Wissensmanagement plus Lernmanagement

„Pluralism“ von Marcel Ceuppens

Zugegeben, die Frage im Titel ist rein rhetorisch gestellt. Die Antwort sollte aus meiner Sicht „Ja“ lauten. Denn einerseits ist Wissensmanagement heute wieder ein gebräuchlicher Begriff, jede Firma betreibt es in irgendeiner Form. Das ist auch gut so. Allerdings möchte ich anregen darüber hinaus auch über über das Management von „Lernen“ nachzudenken.

Seit einiger Zeit nämlich wächst mein Unbehagen am Begriff „Wissensmanagement“, der mich seit Jahren begleitet. In der Auseinandersetzung mit dem Begriff „Collaboration“ – in Abgrenzung zu Wissensmanagement und Enterprise 2.0 – ist es mir als erstes aufgefallen: Mir fehlt hier was! Wir sprechen viel über Zusammenarbeit und das Management bereits vorhanden Wissens. Und auch darüber wie dieses vorhandene und explizit gemachte Wissen in die Arbeitsprozesse  eingebunden werden kann. Aber wir sprechen kaum darüber woher das neue Wissen kommt.

Groß war mein Vergnügen daher zu sehen dass auch andere dieses Unbehagen teilen. Im Insights HD-Blog machte sich Friedrich A. Ittner im Artikel „AKWM Symposium und KnowledgeCamp 2012 – eine kritische Auseinandersetzung“ ebenfalls Gedanken in diese Richtung:

[…] Hinzu kommt, dass ich mich zunehmend vom Thema Wissensmanagement als “Leitdisziplin” distanziere. Ich denke es geht um Lernen, es geht um Kultur … und für mich im speziellen um “Lernkultur”. All die Tools sind nützlich, und Medien prägen unser Leben, so wie die Technik unsere Gesellschaft prägt. Doch zu oft geht es im Wissensmanagement um mechanistische Ansätze, um klare Prozessbeschreibungen die aber die Haltung, die Einstellung der Menschen außen vor lassen. Dabei fällt auf, dass nicht nur Neulinge von “Wissensdatenbanken” und “Wissenstransfer” zwischen “Wissensarbeitern” sprechen […]

Grenzen des IT-gestützten und interpersonalen Wissensmanagements?

__Datenabschnitt__:

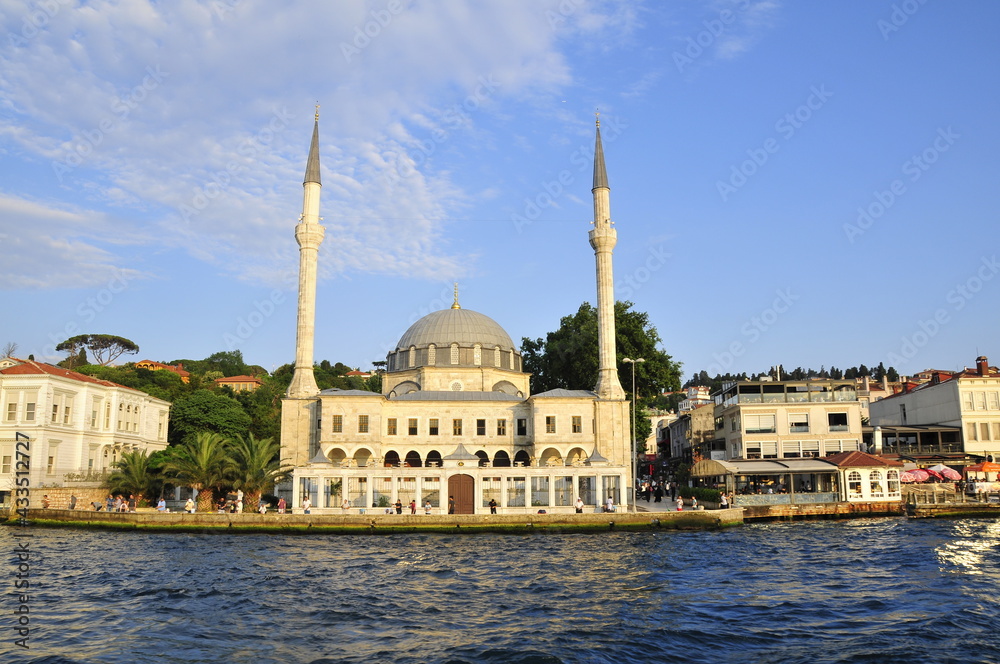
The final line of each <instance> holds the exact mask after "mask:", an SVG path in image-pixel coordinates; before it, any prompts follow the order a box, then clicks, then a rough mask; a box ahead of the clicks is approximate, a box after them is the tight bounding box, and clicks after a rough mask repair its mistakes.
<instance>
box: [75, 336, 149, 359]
mask: <svg viewBox="0 0 1000 664" xmlns="http://www.w3.org/2000/svg"><path fill="white" fill-rule="evenodd" d="M80 349H89V350H90V353H91V355H93V356H94V359H95V360H97V363H98V364H100V365H102V366H107V365H109V364H111V363H112V362H114V361H115V360H117V359H118V358H119V357H121V356H122V355H124V354H125V353H128V354H129V355H135V354H136V353H138V352H139V345H138V344H136V343H135V342H134V341H132V340H131V339H126V338H125V337H119V336H117V335H114V334H78V335H77V336H75V337H70V338H69V339H67V340H66V341H63V342H62V343H60V344H59V345H58V346H56V350H59V351H68V352H69V354H70V355H78V354H79V351H80Z"/></svg>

__Zu bearbeitende Aufgaben__:
1. Tauschen Sie im Text über Wissensmanagement und Lernen „Tools“ gegen „Werkzeuge“ aus, und geben Sie dabei den Abschnitt beginnend bei „[…] Hinzu kommt, dass“ und endend bei „und interpersonalen Wissensmanagements?“ erneut wieder.
2. Führen Sie den Text über Wissensmanagement und Lernen im Anschluss an seinen letzten Satz weiter.

__Antworten in Reihenfolge__:
1.
[…] Hinzu kommt, dass ich mich zunehmend vom Thema Wissensmanagement als “Leitdisziplin” distanziere. Ich denke es geht um Lernen, es geht um Kultur … und für mich im speziellen um “Lernkultur”. All die Werkzeuge sind nützlich, und Medien prägen unser Leben, so wie die Technik unsere Gesellschaft prägt. Doch zu oft geht es im Wissensmanagement um mechanistische Ansätze, um klare Prozessbeschreibungen die aber die Haltung, die Einstellung der Menschen außen vor lassen. Dabei fällt auf, dass nicht nur Neulinge von “Wissensdatenbanken” und “Wissenstransfer” zwischen “Wissensarbeitern” sprechen […]

Grenzen des IT-gestützten und interpersonalen Wissensmanagements?

2.
Mir geht es ähnlich wie Hrn. Ittner, vermutlich aus einer anderen Perspektive. Um meinen Standpunkt etwas zu verdeutlichen habe möchte ich ein paar Gedanken zu den Grenzen von IT-gestütztem und interpersonalem Wissensmanagement skizzieren:

IT-gestütztes Wissensmanagement

Mich als Sharepoint-Consultant treibt die Frage um, wie genau eine IT-Umgebung, ein Intranet, aussehen sollte, damit Mitarbeiter möglichst effizient ihren Job tun können? Was ich sehe sind …

  • Datenbankartige Lösungen, dazu gedacht Informationen möglichst gut aufbereitet und möglichst gut verknüpft darzustellen. Als Nachschlagebasis im Bedarfsfall.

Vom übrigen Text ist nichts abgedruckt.